_Exercise description_: Please find every line in the records below that contains the word "short", and copy it.

_Given records_:
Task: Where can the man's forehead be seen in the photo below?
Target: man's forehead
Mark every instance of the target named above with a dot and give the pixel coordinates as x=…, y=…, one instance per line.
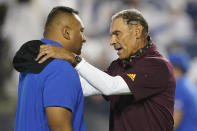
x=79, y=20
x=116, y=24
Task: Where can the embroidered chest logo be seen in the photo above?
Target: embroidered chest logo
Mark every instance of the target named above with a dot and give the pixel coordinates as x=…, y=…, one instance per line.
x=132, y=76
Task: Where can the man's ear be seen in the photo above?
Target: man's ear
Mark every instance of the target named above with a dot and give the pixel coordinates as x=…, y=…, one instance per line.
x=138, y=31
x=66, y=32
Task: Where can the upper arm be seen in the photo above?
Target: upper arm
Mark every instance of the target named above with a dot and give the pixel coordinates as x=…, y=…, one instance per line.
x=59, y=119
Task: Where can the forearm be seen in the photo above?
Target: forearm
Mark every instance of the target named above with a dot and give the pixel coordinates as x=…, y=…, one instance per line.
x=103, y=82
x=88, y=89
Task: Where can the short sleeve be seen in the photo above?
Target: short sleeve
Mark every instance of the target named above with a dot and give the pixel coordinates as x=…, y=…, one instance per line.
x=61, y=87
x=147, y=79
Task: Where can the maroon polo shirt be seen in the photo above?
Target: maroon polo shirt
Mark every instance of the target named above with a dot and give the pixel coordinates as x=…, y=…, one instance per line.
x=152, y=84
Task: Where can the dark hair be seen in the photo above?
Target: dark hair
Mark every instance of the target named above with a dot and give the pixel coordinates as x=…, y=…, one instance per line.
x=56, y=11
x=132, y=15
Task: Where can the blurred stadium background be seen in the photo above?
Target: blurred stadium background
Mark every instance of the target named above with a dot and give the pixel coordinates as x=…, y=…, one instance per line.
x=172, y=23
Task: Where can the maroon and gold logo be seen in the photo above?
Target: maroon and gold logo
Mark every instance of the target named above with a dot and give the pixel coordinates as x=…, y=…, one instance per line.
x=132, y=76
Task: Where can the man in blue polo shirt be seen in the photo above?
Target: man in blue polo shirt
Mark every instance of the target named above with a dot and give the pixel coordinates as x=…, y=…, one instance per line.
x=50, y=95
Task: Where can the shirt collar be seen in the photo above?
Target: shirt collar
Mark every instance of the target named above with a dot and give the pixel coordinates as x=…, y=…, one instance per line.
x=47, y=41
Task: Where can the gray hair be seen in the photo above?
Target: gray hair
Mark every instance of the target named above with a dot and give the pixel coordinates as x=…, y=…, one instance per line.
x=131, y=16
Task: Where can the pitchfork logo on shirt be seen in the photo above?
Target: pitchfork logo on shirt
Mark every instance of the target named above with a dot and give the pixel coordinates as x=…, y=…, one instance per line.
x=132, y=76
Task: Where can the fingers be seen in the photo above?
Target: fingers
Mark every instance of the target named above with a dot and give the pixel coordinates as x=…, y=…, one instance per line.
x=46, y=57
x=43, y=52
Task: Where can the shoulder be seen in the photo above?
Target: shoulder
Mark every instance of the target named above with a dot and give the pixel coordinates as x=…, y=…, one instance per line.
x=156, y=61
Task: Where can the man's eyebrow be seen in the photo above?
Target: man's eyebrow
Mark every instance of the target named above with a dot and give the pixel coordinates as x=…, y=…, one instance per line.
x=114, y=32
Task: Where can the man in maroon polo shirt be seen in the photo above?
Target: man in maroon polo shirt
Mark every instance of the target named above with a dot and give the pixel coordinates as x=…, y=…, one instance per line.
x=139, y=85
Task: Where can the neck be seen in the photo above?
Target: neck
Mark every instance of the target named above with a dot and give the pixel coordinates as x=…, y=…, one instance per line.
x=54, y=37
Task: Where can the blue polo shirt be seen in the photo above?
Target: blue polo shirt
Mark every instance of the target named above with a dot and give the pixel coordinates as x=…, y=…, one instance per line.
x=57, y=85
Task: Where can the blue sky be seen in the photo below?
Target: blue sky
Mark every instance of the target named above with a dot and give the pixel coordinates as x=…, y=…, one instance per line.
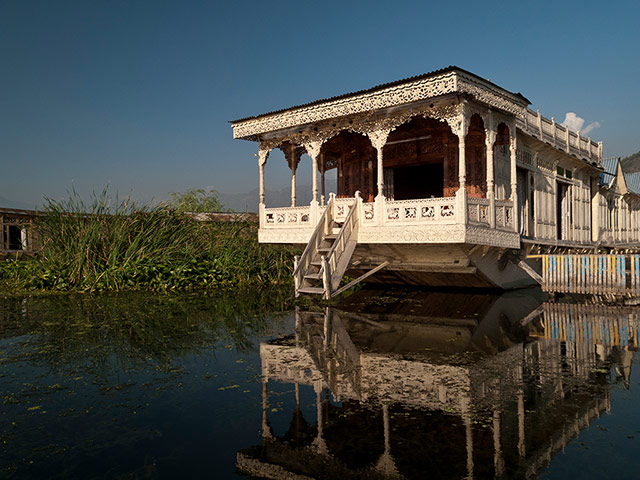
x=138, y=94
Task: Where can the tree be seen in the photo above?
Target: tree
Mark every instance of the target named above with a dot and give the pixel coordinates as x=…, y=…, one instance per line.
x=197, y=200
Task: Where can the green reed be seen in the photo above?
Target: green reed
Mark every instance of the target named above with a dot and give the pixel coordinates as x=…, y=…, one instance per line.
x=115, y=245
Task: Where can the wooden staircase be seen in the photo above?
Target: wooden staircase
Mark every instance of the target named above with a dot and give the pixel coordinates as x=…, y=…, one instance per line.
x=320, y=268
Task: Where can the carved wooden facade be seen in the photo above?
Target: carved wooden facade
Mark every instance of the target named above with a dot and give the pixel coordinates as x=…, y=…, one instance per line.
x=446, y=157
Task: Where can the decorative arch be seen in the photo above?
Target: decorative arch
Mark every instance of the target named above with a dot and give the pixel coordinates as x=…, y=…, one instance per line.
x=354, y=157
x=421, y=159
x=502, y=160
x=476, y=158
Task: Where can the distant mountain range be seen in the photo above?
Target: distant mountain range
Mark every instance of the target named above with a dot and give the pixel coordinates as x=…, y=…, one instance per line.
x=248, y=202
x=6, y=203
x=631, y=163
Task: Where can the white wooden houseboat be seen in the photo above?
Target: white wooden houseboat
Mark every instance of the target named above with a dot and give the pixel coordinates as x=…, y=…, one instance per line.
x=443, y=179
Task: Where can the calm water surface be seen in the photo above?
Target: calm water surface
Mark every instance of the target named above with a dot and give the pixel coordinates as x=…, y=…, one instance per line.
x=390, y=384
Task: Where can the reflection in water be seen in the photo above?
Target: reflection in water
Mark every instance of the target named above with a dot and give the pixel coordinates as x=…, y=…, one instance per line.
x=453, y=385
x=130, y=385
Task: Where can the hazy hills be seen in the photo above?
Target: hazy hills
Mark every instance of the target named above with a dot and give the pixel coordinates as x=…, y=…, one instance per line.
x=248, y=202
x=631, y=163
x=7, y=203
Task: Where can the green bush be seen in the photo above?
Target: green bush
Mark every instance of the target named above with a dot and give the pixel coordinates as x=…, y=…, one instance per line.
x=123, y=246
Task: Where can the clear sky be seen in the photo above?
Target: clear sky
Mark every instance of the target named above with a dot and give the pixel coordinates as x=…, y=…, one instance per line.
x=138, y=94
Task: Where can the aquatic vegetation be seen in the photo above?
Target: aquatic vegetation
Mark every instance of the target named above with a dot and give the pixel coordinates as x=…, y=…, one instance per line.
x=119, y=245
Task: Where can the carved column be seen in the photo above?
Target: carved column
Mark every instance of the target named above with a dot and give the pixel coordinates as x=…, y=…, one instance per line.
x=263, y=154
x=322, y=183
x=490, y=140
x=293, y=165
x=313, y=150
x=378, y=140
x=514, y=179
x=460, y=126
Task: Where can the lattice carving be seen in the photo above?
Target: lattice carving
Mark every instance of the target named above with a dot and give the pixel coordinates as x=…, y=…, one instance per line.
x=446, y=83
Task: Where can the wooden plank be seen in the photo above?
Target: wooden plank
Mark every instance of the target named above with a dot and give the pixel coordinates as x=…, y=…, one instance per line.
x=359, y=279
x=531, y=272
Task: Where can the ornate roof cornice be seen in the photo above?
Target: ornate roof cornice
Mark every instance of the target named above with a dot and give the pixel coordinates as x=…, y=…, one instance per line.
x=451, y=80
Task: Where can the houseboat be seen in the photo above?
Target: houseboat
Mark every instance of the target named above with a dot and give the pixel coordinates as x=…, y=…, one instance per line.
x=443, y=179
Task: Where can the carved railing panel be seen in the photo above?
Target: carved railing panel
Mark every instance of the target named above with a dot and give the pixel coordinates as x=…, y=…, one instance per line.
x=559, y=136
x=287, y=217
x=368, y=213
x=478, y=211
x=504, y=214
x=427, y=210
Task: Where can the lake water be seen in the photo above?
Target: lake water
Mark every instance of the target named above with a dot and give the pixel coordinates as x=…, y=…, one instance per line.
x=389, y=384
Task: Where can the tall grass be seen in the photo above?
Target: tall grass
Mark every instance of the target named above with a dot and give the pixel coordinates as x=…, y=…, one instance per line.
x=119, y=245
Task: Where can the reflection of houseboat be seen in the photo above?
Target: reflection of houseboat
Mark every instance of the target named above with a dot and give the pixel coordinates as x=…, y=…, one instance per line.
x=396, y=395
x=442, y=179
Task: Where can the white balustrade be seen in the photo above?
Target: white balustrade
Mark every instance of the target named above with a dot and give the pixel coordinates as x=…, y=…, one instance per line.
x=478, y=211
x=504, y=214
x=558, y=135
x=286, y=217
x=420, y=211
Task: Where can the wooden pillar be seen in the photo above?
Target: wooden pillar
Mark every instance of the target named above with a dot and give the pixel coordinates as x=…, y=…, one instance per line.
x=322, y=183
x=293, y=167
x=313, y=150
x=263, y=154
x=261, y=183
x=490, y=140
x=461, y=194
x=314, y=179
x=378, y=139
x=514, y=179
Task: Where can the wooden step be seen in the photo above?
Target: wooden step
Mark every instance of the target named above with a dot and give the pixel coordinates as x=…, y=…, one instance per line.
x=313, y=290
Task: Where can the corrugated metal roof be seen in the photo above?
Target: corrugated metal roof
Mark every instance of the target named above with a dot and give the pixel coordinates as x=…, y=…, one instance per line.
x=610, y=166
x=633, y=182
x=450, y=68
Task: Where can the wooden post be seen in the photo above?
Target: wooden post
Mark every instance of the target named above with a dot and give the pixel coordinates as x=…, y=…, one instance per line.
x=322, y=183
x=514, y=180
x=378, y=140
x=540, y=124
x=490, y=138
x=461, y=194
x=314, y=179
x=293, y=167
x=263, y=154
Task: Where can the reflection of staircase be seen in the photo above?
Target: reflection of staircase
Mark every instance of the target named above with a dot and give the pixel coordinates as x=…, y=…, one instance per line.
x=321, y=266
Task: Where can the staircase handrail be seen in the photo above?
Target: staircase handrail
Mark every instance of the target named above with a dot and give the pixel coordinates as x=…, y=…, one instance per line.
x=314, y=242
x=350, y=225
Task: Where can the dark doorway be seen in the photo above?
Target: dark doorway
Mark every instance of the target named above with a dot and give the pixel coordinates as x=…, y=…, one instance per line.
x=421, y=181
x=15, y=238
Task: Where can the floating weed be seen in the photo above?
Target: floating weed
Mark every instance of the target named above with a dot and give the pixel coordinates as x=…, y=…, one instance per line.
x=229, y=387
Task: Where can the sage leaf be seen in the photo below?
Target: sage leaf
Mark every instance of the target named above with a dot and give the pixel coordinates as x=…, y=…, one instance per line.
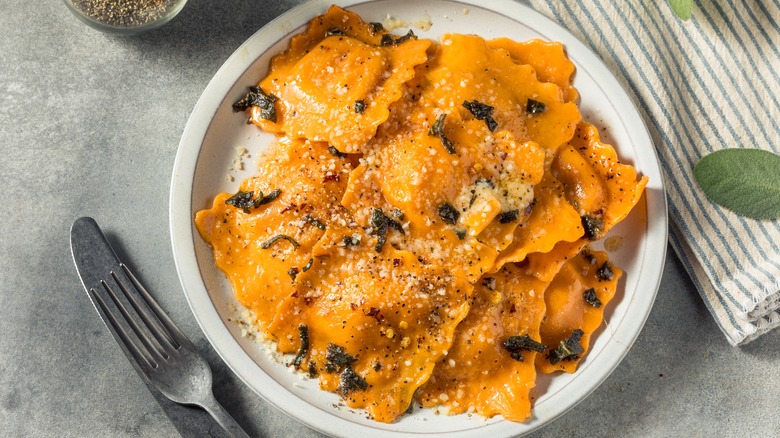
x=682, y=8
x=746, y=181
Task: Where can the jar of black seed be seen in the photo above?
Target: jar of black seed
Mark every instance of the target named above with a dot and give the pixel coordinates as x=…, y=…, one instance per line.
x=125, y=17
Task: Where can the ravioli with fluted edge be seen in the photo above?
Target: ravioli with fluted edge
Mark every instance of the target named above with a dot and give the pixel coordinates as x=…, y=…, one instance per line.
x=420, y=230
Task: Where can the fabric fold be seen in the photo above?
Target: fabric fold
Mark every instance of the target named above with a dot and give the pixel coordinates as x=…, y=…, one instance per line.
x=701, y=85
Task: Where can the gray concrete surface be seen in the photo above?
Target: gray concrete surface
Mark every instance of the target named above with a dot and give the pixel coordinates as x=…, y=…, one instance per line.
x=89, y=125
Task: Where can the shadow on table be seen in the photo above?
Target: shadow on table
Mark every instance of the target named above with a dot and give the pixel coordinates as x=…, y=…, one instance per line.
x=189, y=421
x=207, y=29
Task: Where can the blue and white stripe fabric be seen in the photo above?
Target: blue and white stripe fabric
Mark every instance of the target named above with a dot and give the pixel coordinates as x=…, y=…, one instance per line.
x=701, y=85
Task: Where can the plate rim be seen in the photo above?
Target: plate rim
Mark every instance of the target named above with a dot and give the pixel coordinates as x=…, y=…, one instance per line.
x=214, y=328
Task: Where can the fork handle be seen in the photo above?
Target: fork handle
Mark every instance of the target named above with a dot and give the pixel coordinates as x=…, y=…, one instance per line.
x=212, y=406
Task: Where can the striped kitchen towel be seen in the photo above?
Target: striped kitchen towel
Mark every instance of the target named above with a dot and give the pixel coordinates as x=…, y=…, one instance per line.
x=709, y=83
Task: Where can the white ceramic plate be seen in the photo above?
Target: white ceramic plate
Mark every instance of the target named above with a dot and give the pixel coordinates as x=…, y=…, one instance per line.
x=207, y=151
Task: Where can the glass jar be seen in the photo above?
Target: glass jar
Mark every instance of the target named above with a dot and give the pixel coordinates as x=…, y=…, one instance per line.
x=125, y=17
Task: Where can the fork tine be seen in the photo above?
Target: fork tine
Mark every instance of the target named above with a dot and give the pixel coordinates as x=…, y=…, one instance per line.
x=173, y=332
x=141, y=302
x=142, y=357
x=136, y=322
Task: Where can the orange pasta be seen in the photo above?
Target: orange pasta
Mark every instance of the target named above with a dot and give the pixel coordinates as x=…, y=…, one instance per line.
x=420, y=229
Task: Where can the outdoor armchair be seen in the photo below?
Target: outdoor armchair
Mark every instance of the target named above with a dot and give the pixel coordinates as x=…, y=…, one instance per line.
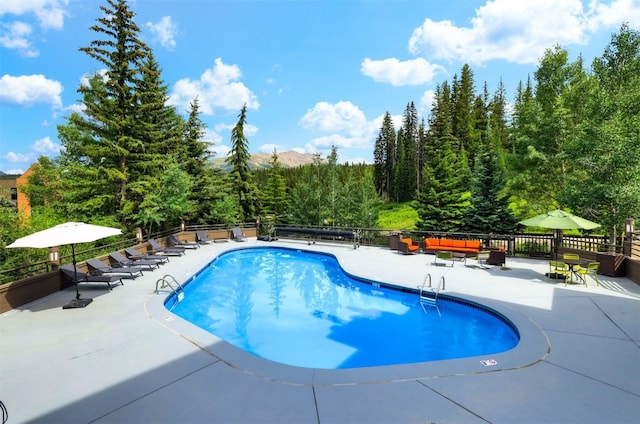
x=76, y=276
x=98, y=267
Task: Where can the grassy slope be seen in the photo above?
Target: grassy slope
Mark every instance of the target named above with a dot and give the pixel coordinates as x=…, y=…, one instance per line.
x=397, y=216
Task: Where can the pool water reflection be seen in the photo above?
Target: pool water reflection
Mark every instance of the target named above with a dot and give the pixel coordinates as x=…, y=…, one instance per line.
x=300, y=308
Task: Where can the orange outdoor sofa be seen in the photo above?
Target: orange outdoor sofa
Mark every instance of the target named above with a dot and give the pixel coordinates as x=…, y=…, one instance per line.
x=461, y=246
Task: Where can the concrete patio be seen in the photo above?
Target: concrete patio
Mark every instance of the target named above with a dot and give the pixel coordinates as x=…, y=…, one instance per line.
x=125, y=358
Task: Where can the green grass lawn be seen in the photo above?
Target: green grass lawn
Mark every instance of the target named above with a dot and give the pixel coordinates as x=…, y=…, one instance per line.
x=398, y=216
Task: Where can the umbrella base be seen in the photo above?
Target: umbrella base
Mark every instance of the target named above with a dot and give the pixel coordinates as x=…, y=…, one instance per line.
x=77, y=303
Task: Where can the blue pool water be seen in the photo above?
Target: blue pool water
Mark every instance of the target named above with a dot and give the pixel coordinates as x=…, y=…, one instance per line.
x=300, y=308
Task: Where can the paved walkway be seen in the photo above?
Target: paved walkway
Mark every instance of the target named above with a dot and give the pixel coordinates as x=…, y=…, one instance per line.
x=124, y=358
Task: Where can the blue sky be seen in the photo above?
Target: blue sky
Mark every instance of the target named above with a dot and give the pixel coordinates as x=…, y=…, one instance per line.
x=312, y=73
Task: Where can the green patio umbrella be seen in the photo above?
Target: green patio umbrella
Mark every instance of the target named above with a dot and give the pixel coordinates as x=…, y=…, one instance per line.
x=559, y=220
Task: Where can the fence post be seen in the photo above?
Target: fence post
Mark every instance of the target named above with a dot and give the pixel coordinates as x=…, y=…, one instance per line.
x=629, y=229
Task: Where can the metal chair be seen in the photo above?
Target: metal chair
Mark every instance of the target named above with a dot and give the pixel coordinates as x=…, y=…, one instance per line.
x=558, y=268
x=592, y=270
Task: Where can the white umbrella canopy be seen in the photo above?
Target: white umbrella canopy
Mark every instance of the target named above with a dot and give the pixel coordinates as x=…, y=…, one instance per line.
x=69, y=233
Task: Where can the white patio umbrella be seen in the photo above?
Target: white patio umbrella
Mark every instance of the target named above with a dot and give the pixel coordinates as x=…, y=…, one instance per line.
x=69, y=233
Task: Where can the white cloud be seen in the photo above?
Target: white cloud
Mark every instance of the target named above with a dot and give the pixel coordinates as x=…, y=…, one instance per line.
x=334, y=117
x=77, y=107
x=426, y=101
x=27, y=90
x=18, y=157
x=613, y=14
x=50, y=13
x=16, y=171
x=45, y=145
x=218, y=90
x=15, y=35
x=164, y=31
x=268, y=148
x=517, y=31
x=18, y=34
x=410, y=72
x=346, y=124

_Solution to this problem_:
Task: Where can the short sleeve be seen in the photo above?
Target: short sleeve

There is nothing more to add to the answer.